§ **Material supplied**
= = = =

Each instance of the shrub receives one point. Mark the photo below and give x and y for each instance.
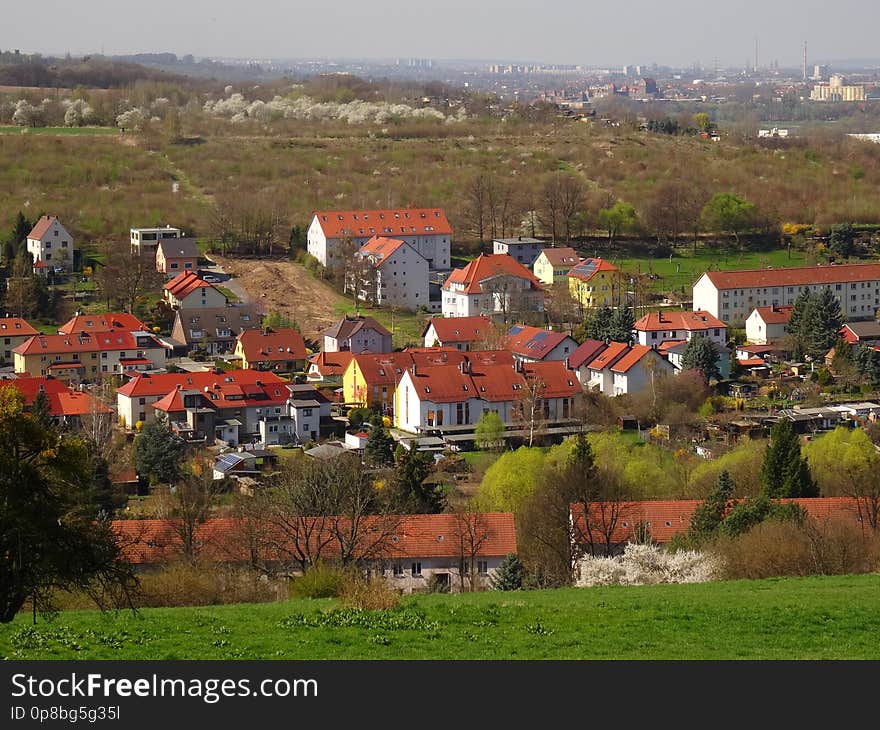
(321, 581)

= = = =

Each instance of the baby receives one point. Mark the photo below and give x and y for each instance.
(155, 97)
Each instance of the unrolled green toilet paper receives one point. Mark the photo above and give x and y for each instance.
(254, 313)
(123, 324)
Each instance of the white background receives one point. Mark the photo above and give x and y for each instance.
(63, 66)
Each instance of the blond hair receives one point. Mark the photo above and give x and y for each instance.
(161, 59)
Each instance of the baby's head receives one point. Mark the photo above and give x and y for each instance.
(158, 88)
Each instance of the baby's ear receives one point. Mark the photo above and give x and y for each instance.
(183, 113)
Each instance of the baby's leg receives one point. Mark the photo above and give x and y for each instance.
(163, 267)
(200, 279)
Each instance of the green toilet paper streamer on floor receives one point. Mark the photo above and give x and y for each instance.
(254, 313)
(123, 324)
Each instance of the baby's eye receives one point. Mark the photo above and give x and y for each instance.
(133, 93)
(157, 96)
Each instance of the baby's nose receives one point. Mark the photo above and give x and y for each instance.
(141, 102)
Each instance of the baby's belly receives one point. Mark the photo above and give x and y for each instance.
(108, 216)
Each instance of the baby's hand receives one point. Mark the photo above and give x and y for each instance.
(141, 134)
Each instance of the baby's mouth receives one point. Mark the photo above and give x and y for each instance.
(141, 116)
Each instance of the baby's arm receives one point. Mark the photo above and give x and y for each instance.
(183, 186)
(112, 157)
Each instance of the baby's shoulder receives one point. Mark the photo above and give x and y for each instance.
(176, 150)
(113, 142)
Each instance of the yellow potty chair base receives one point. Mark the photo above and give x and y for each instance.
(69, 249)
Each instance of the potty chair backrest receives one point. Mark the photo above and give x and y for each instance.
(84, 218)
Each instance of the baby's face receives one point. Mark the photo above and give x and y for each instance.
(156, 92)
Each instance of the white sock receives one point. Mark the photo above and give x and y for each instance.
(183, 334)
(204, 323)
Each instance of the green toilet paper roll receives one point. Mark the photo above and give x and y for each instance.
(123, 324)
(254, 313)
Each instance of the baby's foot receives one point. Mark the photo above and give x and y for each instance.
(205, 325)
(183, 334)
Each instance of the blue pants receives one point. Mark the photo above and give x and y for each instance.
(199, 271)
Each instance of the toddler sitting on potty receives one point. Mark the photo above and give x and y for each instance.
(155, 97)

= = = =

§ **What is required**
Locate each line above that contains the word "potty", matching case exactly, and copy every such line.

§ **Exercise output**
Each instance of the yellow potty chair base receives one point. Mark the photo above and give x and y for each instance.
Each instance of the potty chair backrest receives one point. Mark the photo above and give x and y for each instance.
Each instance of the toddler sitting on potty receives one point. Mark the photo above and give x and y for each instance.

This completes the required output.